■ To do ■
Return the records word for word. Pictures do not belong in the copy.

[Collected data]
=== Begin Enclosure ===

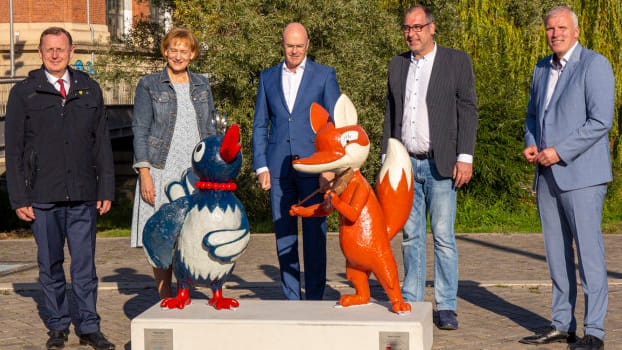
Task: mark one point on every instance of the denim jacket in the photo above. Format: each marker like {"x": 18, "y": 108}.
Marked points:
{"x": 155, "y": 112}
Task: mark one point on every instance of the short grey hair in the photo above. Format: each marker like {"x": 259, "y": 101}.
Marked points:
{"x": 558, "y": 10}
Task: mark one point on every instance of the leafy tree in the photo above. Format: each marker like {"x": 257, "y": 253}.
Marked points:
{"x": 242, "y": 38}
{"x": 359, "y": 37}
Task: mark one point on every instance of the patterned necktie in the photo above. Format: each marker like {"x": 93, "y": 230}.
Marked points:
{"x": 62, "y": 88}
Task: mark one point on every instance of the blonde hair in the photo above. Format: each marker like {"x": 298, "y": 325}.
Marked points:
{"x": 181, "y": 34}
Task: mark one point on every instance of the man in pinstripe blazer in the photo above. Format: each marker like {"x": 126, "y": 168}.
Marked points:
{"x": 432, "y": 108}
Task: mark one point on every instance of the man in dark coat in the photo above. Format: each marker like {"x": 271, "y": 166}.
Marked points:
{"x": 60, "y": 175}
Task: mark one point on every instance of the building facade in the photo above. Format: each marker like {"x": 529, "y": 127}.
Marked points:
{"x": 93, "y": 24}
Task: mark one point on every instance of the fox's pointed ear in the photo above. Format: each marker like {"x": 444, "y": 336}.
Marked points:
{"x": 319, "y": 116}
{"x": 345, "y": 112}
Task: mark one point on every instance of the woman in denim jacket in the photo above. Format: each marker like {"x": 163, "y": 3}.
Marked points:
{"x": 173, "y": 111}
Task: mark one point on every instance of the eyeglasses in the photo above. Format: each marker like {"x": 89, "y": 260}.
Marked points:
{"x": 174, "y": 52}
{"x": 415, "y": 27}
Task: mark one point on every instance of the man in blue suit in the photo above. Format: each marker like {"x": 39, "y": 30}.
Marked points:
{"x": 282, "y": 132}
{"x": 569, "y": 115}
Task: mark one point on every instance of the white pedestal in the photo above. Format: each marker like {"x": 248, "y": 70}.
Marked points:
{"x": 262, "y": 324}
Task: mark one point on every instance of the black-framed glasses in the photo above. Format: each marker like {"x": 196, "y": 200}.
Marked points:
{"x": 415, "y": 27}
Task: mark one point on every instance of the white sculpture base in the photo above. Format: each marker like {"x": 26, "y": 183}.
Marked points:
{"x": 262, "y": 324}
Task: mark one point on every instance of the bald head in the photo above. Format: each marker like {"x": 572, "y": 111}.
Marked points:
{"x": 295, "y": 28}
{"x": 295, "y": 43}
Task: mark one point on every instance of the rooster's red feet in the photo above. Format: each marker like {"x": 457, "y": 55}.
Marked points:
{"x": 219, "y": 302}
{"x": 180, "y": 301}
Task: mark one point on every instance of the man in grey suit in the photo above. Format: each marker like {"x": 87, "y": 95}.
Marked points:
{"x": 431, "y": 106}
{"x": 569, "y": 115}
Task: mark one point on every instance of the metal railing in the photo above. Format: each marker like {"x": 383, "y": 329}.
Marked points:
{"x": 115, "y": 93}
{"x": 118, "y": 97}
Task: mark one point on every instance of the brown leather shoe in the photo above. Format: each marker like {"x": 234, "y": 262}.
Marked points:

=== End Enclosure ===

■ Output of the exercise ■
Task: mark one point on every instance of the denim jacket in the photo above. Format: each marker like {"x": 18, "y": 108}.
Marked points:
{"x": 155, "y": 112}
Task: mark one point on every instance of the short grey hair in the photo above. Format: each marker like {"x": 259, "y": 101}.
Marked points:
{"x": 558, "y": 10}
Task: mark one point on every instance of the leafy tree in the photo above. Format: each marker like {"x": 257, "y": 253}.
Marked points:
{"x": 242, "y": 38}
{"x": 359, "y": 37}
Task: mark one point on every instance of the patterned necktie in the photo above. Format: each marker like {"x": 93, "y": 230}.
Marked points:
{"x": 62, "y": 88}
Task: mark one point on every instance of the blonde hair in the photo above. Format: each marker like {"x": 298, "y": 325}.
Marked points:
{"x": 181, "y": 34}
Task: mark one point on every instance of the man in pinstripe blazer in the photo above. Format: each marker like {"x": 126, "y": 168}.
Marked points:
{"x": 432, "y": 108}
Task: mark one point on every instance of the man in dark coat in the photo above. Format: each marker like {"x": 271, "y": 166}.
Marked points:
{"x": 60, "y": 175}
Task: mark one point on every instance of the building facade in the photo above. Format: each marker like {"x": 529, "y": 127}.
Marked points:
{"x": 93, "y": 24}
Task: mark one point on every instance of the fox's pointed ear in the photo above. Format: each marker like {"x": 444, "y": 336}.
Marked points:
{"x": 319, "y": 116}
{"x": 345, "y": 112}
Task: mark one point on every instance of the woman in denim jacket in the photo above. Format: each marker like {"x": 163, "y": 3}.
Marked points:
{"x": 173, "y": 111}
Task: mark one point on every instance of the eyeglasses in the photo above. Format: each marker like {"x": 89, "y": 260}.
Marked points:
{"x": 174, "y": 52}
{"x": 415, "y": 27}
Task: mark one point on every instance of the man in blue suit in the photo above. Format: each marker like {"x": 39, "y": 30}.
Marked points:
{"x": 282, "y": 132}
{"x": 569, "y": 115}
Task: mark one point on every instance of the white pedestal in the photo above. Format: each marker like {"x": 248, "y": 70}.
Marked points:
{"x": 262, "y": 324}
Task: mark one point on every instance of the black-framed glasses in the photo above. Format: each marker like {"x": 196, "y": 200}.
Marked points:
{"x": 415, "y": 27}
Task: mark one point on every instance of the white sculpture base in the photo above. Format: each marker like {"x": 26, "y": 183}.
Marked points:
{"x": 262, "y": 324}
Task: mark one point on every instance of the bald head in the photo above. Format: each marker like {"x": 572, "y": 111}.
Marked points:
{"x": 295, "y": 28}
{"x": 295, "y": 43}
Task: mark one point on every instance of the rooster's red feet in the photo above. Format: each marker like {"x": 457, "y": 55}.
Marked points:
{"x": 219, "y": 302}
{"x": 180, "y": 301}
Task: mark one point on every instance of the man in grey suit in the photo above. Format: each marker like {"x": 87, "y": 95}.
Marked points:
{"x": 431, "y": 106}
{"x": 569, "y": 115}
Task: mark one point on every instance of the metal railing in the photo above. Format: each marker like {"x": 383, "y": 329}.
Marked points:
{"x": 115, "y": 93}
{"x": 118, "y": 97}
Task: mark one point on every instance of the brown leather shoe in the photo above. Format: each marker like {"x": 234, "y": 262}.
Marked points:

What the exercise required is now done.